Yönerge A: Tatil yazısına göre dosyalar tatilde ne ile geriden takip ediliyor?
Yönerge B: Tatil yazısında "Tatilde ne yapılır…(1)" ifadesinden başlayıp "bir  başka iş." ifadesine kadar, bu ifade de dahil, olan kısmı hiç değiştirmeden yazdırın.

Metin bölümü:
Tatilde ne yapılır…(1)
MAKALE
Paylaş
16.08.2024 17:57
3 yorum
401 okunma
Av. Sabri Turhan

Adli Tatil’de memlekete gittik. Mobil  imza ile dosyaları geriden takip ediyoruz ama, adı üstünde tatil  bu. Aynı işleri yoğun olarak yapacak değiliz ya..

Aslında tatil, yoğunlaştığın işleri biraz bırakıp, onlara ara verip, başka bir iş yapmak gibi geliyor bana..

Yeni  ağaç fidanları dikmişiz, onlar sulanacak, bahçeye şekil verilecek, ev aylardır boş kalmış bakılacak ve temizlenecek, yorulunca dut ağacının  gölgesinde biraz dinlenilecek .Çocuklar ;”.. baba hadi denize gidelim ” dediklerinde, denize de gitmek.. “Biraz kitap okuyalım bana dokunmayın” demek de bir  başka iş.

Kaydedilmiş veri girdileri:
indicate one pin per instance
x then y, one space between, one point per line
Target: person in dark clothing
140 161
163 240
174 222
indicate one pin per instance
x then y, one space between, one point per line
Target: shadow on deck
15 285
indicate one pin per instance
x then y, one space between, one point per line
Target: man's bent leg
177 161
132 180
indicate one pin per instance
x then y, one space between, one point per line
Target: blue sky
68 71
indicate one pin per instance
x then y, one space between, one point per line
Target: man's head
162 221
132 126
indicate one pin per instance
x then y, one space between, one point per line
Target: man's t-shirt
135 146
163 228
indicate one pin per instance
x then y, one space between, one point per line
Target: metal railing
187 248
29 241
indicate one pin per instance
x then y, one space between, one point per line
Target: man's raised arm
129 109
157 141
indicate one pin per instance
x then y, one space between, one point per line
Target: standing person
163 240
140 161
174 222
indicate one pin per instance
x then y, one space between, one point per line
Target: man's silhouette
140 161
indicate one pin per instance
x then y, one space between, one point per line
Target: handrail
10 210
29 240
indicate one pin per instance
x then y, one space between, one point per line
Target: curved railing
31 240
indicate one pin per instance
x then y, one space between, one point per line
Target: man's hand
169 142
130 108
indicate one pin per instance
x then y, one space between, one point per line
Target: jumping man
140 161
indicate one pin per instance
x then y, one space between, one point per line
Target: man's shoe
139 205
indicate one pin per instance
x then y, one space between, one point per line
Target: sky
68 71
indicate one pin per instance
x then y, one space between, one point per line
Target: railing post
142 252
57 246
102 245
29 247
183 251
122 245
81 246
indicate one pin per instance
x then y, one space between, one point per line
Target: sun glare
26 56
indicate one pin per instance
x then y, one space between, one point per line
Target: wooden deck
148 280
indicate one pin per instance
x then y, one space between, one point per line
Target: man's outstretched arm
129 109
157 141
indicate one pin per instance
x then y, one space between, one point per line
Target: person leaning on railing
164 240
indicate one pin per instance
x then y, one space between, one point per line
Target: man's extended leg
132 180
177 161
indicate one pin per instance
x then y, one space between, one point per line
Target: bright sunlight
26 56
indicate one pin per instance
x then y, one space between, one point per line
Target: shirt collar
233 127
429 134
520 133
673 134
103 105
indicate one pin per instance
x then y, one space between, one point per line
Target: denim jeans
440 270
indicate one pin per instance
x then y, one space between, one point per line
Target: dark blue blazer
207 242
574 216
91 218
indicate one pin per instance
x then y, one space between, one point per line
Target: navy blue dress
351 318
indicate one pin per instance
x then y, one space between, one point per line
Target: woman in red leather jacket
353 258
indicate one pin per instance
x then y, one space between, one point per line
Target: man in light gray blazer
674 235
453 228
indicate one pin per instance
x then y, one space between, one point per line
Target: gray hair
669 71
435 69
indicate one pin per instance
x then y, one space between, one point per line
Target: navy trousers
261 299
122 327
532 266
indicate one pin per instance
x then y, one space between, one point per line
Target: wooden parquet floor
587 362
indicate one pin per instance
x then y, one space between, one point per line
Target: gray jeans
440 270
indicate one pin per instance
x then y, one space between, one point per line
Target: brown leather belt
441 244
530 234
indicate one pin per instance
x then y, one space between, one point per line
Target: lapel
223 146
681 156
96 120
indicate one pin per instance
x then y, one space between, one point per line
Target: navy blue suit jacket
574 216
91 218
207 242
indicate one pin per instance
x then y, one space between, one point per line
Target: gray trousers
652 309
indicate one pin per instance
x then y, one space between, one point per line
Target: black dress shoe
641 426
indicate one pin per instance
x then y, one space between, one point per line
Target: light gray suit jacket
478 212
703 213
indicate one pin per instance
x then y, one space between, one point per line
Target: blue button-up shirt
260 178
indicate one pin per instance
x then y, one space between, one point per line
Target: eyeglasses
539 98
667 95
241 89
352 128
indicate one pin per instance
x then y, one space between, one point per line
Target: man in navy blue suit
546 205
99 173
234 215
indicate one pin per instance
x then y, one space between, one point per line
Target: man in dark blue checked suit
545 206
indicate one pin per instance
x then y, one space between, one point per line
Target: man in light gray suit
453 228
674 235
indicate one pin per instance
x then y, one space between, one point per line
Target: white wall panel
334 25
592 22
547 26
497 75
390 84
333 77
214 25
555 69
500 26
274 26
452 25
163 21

Görev çıktısı A: Mobil imza ile.

Görev çıktısı B:
Tatilde ne yapılır…(1)
MAKALE
Paylaş
16.08.2024 17:57
3 yorum
401 okunma
Av. Sabri Turhan

Adli Tatil’de memlekete gittik. Mobil  imza ile dosyaları geriden takip ediyoruz ama, adı üstünde tatil  bu. Aynı işleri yoğun olarak yapacak değiliz ya..

Aslında tatil, yoğunlaştığın işleri biraz bırakıp, onlara ara verip, başka bir iş yapmak gibi geliyor bana..

Yeni  ağaç fidanları dikmişiz, onlar sulanacak, bahçeye şekil verilecek, ev aylardır boş kalmış bakılacak ve temizlenecek, yorulunca dut ağacının  gölgesinde biraz dinlenilecek .Çocuklar ;”.. baba hadi denize gidelim ” dediklerinde, denize de gitmek.. “Biraz kitap okuyalım bana dokunmayın” demek de bir  başka iş.